For the word "clicks", give the number of lines in these entries that contain it, with nothing else.

───── Given data

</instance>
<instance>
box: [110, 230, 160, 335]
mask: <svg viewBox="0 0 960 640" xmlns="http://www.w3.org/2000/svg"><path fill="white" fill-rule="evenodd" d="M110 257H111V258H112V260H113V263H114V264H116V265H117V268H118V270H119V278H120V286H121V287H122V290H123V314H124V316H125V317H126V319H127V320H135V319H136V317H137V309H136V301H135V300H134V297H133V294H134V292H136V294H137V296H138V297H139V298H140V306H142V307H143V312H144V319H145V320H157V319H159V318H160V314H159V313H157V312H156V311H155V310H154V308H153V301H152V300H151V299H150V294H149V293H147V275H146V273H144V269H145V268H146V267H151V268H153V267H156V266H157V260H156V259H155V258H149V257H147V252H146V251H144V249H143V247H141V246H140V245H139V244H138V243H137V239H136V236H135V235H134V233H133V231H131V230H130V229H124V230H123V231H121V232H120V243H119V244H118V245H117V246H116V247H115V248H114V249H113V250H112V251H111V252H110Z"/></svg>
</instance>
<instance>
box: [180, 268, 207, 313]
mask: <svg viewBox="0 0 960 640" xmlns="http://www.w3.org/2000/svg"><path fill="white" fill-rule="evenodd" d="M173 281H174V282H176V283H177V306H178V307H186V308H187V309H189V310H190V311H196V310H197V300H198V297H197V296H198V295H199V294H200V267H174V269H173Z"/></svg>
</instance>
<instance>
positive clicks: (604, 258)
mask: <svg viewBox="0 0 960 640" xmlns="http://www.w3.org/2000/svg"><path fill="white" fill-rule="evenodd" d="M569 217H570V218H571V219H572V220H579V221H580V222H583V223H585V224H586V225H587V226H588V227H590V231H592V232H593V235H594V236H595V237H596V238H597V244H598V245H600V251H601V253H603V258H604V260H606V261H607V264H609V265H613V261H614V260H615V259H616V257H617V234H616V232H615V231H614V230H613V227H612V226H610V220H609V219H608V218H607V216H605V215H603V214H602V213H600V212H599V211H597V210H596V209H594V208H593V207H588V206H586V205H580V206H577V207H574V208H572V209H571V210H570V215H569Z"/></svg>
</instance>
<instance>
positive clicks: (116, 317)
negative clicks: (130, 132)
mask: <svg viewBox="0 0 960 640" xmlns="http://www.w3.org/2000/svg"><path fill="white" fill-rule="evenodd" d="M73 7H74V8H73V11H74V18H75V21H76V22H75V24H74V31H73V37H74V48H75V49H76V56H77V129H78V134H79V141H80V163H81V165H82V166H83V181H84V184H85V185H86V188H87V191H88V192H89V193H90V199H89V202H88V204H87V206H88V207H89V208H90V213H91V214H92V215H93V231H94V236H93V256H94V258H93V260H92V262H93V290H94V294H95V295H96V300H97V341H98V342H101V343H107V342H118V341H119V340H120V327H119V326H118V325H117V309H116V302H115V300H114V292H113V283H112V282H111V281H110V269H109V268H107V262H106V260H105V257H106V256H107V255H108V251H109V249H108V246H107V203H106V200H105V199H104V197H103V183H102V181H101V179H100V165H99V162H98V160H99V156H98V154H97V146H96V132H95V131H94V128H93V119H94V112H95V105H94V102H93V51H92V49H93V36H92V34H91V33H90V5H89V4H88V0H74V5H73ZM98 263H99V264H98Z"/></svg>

──────────

## [Answer box]
3